Title XVII of the Energy Policy Act of 2005 allows DOE to guarantee up to 80% of the eligible project costs of a project. Applicants should not expect that DOE will guarantee 80% of the eligible project costs of a project. The amount of senior debt that a particular project can support, after conducting due diligence, will be the key determinant of overall senior debt leverage. Furthermore, DOE’s intent is to leverage its support by maximizing the amount of co-lending by private sector senior lenders.
Each solicitation requires that each project “avoids, reduces, or sequesters anthropogenic emission of greenhouse gases” in order to be eligible, consistent with the requirement of Title XVII. To determine whether or not each a project meets this requirement, LPO intends to conduct a Life Cycle Assessment (LCA) of each project’s GHG impact. LCA is a proven and industry-accepted practice of quantifying the full environmental impact of a product or process, and assessing that environmental impact relative to a baseline.
LPO will use a “cradle-to-grave” approach in conducting each LCA, referring to the assessment of emissions pertaining to the extraction of raw materials from the earth, raw material transport, the facility or project, product transportation and distribution, and product end use. LPO has consulted extensively with LCA experts from the National Energy Technology Laboratory’s (NETL) Energy Analysis Division and referred to International Organization for Standardization (ISO) 14040 (“Life cycle assessment – Principles and framework”) and ISO 14044 (“Life cycle assessment – Requirements and guidelines”) standards in developing an approach to assessing the GHG impact of proposed projects. This approach intends to conform to industry accepted standards and methodologies for conducting LCA analyses. The procedures and guidelines set forth in these standards are widely used in industry and the federal government to conduct similar analyses and inform decision-making.
The emission limitation requirements in Section 1703(d) of Title XVII apply only to gasification projects involving coal, biomass, or petroleum coke, or any combination of coal, biomass, and petroleum coke.
Dry fracking differs from conventional hydraulic fracturing (or “hydrofracking”) in that proposed “dry fracking” techniques use little or no water in their processes. Of particular interest under the Advance Fossil Energy Projects Solicitation would be dry fracking processes that use CO2 as a fracturing fluid because the process would sequester some of the CO2 permanently in the gas formation underground.
Project sponsors and applicants must consider all aspects of radar interference for tower-mounted wind turbine projects at an early stage of project planning and development. They should actively seek appropriate review, guidance, and permitting from appropriate authorities, including the Federal Aviation Authority (FAA) and all potentially relevant branches of the U.S. military or other U.S. agencies related to national security. Project sponsors and applicants must include a description of the status of FAA reviews in their applications for wind farm projects. If an issue regarding radar interference has been raised by the U.S. military or other U.S. agency related to national security in connection with a specific wind farm project prior to filing of a Part I submission, the Loan Programs Office will not process any aspect of the Part I submission (including NEPA related aspects) until the radar interference issue is resolved. If an issue regarding radar interference is raised by the U.S. military or other U.S. agency related to national security in connection with a wind farm project for which an applicant has already filed a Part I or Part II submission, the Loan Programs Office must suspend further processing of the application until the issue is resolved.

§ Data:
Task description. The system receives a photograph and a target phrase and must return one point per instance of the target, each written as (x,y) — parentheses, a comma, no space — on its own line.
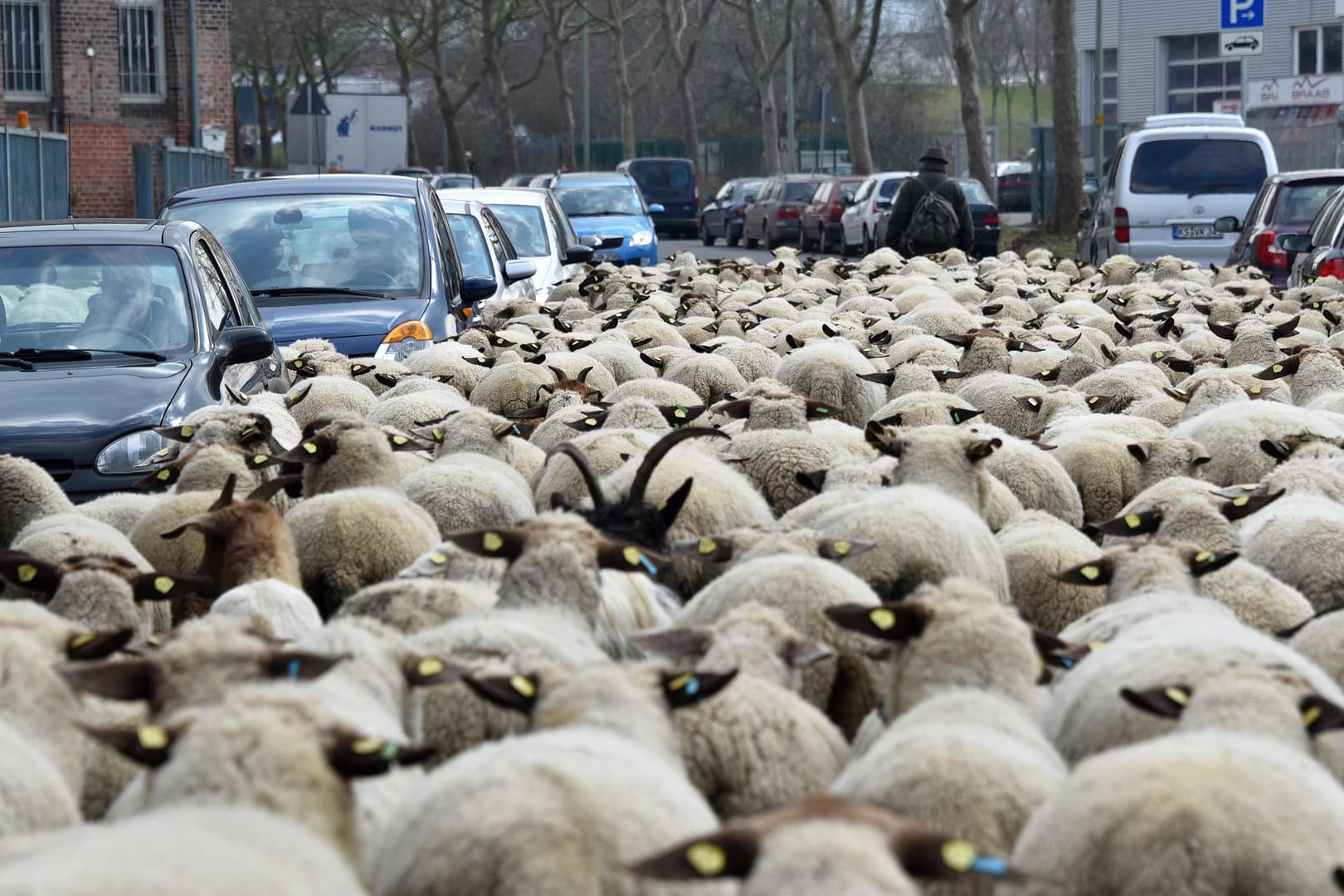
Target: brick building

§ Requirement 1:
In the Title XVII guidance, what approach does LPO say it will use when conducting each Life Cycle Assessment?
§ Requirement 2:
Retype the part of the Title XVII guidance that opens with the words containing "Title XVII of" and closes with "sector senior lenders.".

§ Full answer 1:
A "cradle-to-grave" approach.

§ Full answer 2:
Title XVII of the Energy Policy Act of 2005 allows DOE to guarantee up to 80% of the eligible project costs of a project. Applicants should not expect that DOE will guarantee 80% of the eligible project costs of a project. The amount of senior debt that a particular project can support, after conducting due diligence, will be the key determinant of overall senior debt leverage. Furthermore, DOE’s intent is to leverage its support by maximizing the amount of co-lending by private sector senior lenders.